[BEGIN SUPPLIED MATERIAL]

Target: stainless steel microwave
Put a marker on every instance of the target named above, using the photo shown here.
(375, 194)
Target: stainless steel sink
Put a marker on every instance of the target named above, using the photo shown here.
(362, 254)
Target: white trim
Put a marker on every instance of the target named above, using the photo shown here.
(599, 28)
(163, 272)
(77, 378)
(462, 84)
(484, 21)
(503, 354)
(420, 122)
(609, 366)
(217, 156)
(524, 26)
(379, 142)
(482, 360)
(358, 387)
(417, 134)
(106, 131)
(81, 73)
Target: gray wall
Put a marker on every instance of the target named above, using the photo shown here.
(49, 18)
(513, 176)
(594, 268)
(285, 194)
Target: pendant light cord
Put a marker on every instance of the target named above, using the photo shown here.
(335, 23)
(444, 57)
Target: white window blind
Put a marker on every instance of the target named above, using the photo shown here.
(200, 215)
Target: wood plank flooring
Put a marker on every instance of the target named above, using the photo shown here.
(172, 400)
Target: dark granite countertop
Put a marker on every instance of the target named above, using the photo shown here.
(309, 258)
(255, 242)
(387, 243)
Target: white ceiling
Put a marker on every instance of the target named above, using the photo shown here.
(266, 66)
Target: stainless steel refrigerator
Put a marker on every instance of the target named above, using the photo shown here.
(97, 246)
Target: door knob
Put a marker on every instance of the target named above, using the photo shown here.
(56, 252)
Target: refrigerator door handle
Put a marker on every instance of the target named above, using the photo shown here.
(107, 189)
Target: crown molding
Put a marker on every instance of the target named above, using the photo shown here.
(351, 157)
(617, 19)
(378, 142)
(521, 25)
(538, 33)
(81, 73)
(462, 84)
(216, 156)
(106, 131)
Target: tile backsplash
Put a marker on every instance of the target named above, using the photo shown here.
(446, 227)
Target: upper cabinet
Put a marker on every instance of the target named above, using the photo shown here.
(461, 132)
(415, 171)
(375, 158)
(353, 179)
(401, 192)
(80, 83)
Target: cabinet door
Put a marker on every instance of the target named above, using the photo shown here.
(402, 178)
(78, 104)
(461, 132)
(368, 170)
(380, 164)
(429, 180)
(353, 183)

[END SUPPLIED MATERIAL]

=== TASK PROMPT ===
Reproduce the listing above in full, renaming every "stainless steel" to "brushed steel" and keeping everything else the same.

=== EXERCISE ANSWER ===
Target: brushed steel microwave
Put a marker on every instance of the target named above, using the photo shown here.
(375, 194)
Target: brushed steel sink
Put a marker on every instance of the target named above, using the photo shown here.
(362, 254)
Target: white trim
Put a marker on every instance of the target named above, using the photo shown here.
(599, 28)
(163, 272)
(77, 378)
(462, 84)
(484, 21)
(503, 354)
(420, 122)
(609, 366)
(217, 156)
(524, 26)
(379, 142)
(482, 360)
(358, 387)
(417, 134)
(106, 131)
(81, 73)
Target: gray wall
Put a marker on every instance of the target named above, using the photo shown here.
(49, 18)
(513, 176)
(594, 268)
(285, 194)
Target: pendant light cord
Put a marker on every instance of the target named above, using the photo shown here.
(335, 23)
(444, 57)
Target: white window blind
Put a marker on every instance of the target named above, using the photo shown here.
(200, 215)
Target: wood plank flooring
Put a marker on every instance of the target named above, using the photo shown here.
(172, 400)
Target: dark granite countertop
Put a marker on every instance of the target named above, using the photo shown here.
(309, 258)
(255, 242)
(387, 243)
Target: white ceiling
Put a marker on every instance of the target named above, using the photo shown here.
(266, 66)
Target: brushed steel refrigerator
Put a marker on every instance of the target named above, using the photo shown here.
(97, 246)
Target: door knob
Put a marker on every instance of the target named above, using the photo shown here.
(56, 252)
Target: refrigerator door handle
Put a marker on every instance of the target named above, using the photo shown here.
(107, 189)
Target: crown molding
Put a marker on every instance of the target named above, using the photo shown here.
(351, 157)
(617, 19)
(378, 142)
(521, 25)
(538, 33)
(81, 73)
(462, 84)
(216, 156)
(106, 131)
Target: tile backsplash
Put a marker on every instance of the target named above, using the photo shown here.
(446, 227)
Target: upper cabinet
Put a marker on every instance of the target named above, using the photo shown here.
(461, 132)
(415, 171)
(375, 158)
(353, 179)
(401, 192)
(80, 83)
Target: cabinet door
Put a marker on every instance of the target named above, using the photo shown here.
(402, 178)
(78, 104)
(461, 132)
(368, 170)
(380, 164)
(429, 180)
(353, 183)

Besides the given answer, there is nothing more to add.